start ROWS
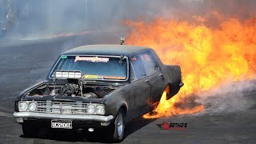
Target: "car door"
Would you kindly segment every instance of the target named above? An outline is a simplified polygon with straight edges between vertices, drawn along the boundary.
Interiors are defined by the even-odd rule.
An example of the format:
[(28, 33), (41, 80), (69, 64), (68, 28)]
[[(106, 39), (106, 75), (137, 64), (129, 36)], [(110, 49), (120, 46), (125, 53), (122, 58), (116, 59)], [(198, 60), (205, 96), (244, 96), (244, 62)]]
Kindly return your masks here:
[(140, 55), (130, 58), (132, 95), (135, 114), (140, 116), (148, 112), (150, 98), (150, 85)]
[(150, 105), (154, 107), (160, 101), (164, 89), (163, 74), (150, 52), (141, 54), (141, 59), (150, 82)]

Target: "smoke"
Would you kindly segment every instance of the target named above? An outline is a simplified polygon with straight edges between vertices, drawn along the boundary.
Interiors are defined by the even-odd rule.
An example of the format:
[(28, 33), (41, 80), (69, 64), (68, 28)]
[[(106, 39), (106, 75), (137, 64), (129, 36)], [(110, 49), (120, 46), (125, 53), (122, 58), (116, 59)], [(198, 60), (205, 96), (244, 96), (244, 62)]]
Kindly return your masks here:
[[(128, 28), (123, 20), (139, 18), (150, 22), (161, 17), (189, 21), (194, 15), (205, 17), (214, 10), (241, 18), (255, 16), (254, 0), (2, 1), (8, 2), (1, 7), (7, 7), (8, 38), (46, 38), (86, 30), (125, 35)], [(1, 15), (3, 20), (6, 16)]]
[(196, 102), (204, 104), (202, 114), (226, 114), (243, 111), (255, 106), (256, 82), (226, 83), (201, 94)]

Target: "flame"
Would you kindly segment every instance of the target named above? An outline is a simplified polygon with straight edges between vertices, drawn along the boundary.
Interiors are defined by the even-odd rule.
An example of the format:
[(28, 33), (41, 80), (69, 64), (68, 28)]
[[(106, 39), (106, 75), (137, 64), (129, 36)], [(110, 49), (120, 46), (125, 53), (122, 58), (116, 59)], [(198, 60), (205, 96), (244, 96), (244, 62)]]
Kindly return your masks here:
[(255, 78), (256, 19), (213, 15), (220, 21), (218, 26), (207, 26), (207, 18), (198, 16), (194, 17), (194, 22), (162, 18), (151, 23), (125, 22), (131, 28), (127, 43), (152, 47), (165, 64), (179, 65), (182, 70), (185, 86), (179, 93), (166, 100), (164, 92), (154, 114), (143, 118), (201, 112), (203, 105), (187, 107), (185, 100), (230, 80)]

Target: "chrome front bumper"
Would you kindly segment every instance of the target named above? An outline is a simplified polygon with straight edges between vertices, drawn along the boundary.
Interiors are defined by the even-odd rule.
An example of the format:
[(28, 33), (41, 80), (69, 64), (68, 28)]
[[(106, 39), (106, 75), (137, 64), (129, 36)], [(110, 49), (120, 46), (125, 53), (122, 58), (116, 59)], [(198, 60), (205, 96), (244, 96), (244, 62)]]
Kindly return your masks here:
[(110, 123), (114, 118), (113, 115), (78, 115), (78, 114), (46, 114), (46, 113), (34, 113), (34, 112), (14, 112), (14, 116), (17, 121), (20, 118), (33, 118), (42, 119), (72, 119), (82, 121), (95, 121), (102, 122), (102, 125)]

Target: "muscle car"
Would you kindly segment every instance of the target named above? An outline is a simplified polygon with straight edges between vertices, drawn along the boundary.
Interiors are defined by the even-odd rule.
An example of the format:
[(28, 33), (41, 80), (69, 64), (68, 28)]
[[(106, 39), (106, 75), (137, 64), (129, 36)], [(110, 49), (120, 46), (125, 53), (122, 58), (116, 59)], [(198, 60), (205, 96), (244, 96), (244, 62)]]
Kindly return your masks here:
[(181, 68), (164, 65), (151, 48), (90, 45), (57, 59), (46, 80), (21, 92), (14, 116), (25, 135), (41, 128), (109, 130), (123, 139), (125, 125), (154, 110), (183, 86)]

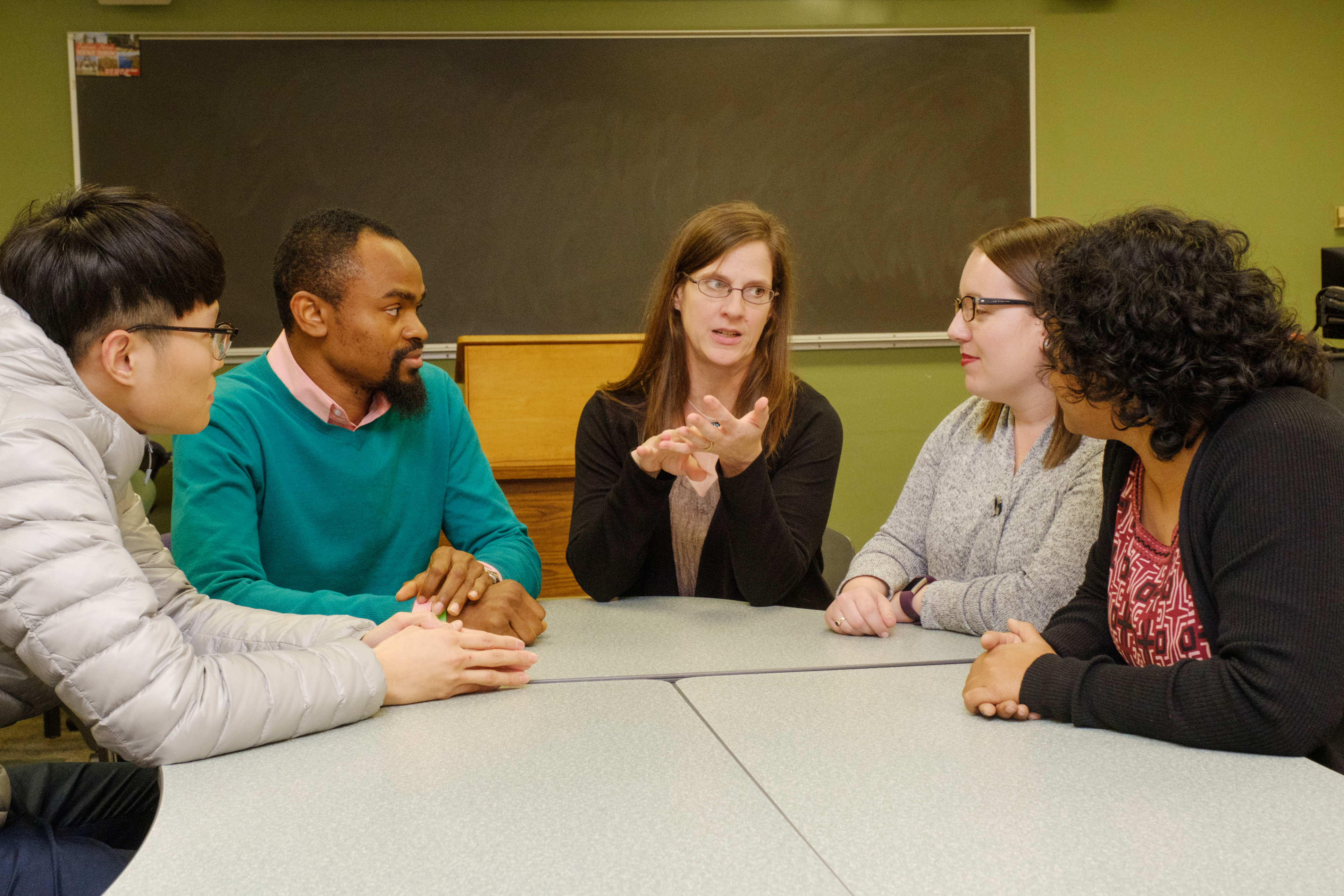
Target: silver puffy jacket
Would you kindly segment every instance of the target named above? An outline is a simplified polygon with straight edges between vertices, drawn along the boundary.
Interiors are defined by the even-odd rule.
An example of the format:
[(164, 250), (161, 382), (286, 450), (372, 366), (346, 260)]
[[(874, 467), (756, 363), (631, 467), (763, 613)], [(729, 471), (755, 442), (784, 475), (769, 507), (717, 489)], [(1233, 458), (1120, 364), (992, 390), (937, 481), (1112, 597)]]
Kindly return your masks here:
[(0, 296), (0, 727), (59, 699), (159, 766), (376, 712), (374, 623), (198, 594), (129, 486), (144, 449)]

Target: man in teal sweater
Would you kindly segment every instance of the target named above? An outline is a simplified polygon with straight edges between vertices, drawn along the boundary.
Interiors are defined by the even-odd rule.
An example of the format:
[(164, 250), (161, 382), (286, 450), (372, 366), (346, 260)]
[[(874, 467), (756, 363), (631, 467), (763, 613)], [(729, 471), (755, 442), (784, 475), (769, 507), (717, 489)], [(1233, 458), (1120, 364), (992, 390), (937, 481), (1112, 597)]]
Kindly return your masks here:
[(280, 339), (173, 442), (179, 566), (243, 606), (382, 622), (415, 598), (531, 643), (540, 557), (457, 386), (421, 359), (414, 255), (386, 224), (320, 211), (281, 243), (274, 289)]

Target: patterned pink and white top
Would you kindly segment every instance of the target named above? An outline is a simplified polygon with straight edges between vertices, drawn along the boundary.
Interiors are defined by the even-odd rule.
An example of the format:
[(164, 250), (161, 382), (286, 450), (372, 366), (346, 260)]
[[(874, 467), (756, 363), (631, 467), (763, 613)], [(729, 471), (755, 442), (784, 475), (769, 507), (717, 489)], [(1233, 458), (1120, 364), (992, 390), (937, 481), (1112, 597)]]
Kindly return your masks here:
end ROWS
**TASK DETAILS:** Return, unchanged, the lines running from the one containing "Target: man in teal sweater" through the last line of the entries, including both ends.

**EXPECTED ANSWER:**
Target: man in teal sweater
Would you kindly segment every instance of the target named above? An outline is a simplified polygon with straight edges between vertices, drawn along the boundary.
Interiors are defined by the even-odd rule.
An example of the format:
[(164, 250), (161, 382), (286, 450), (372, 366), (346, 260)]
[[(874, 467), (756, 363), (631, 467), (763, 613)], [(729, 471), (755, 442), (784, 475), (769, 507), (717, 489)], [(1233, 458), (1120, 364), (992, 390), (937, 481), (1112, 597)]]
Kindly return your masks here:
[(280, 339), (173, 442), (179, 566), (243, 606), (382, 622), (415, 598), (531, 643), (540, 557), (457, 386), (421, 359), (414, 255), (386, 224), (320, 211), (281, 243), (274, 289)]

Target: patterned pink and white top
Would you kindly segment every instance of the target named above? An outline is a simplified polygon with straight edges between vertices, drawn along the boundary.
Interiors are defined by the even-odd rule.
An example of the format:
[(164, 250), (161, 382), (286, 450), (372, 366), (346, 260)]
[[(874, 467), (756, 363), (631, 467), (763, 613)], [(729, 471), (755, 442), (784, 475), (769, 507), (717, 489)], [(1233, 458), (1120, 364), (992, 390), (937, 481), (1112, 597)]]
Kindly return your masks here:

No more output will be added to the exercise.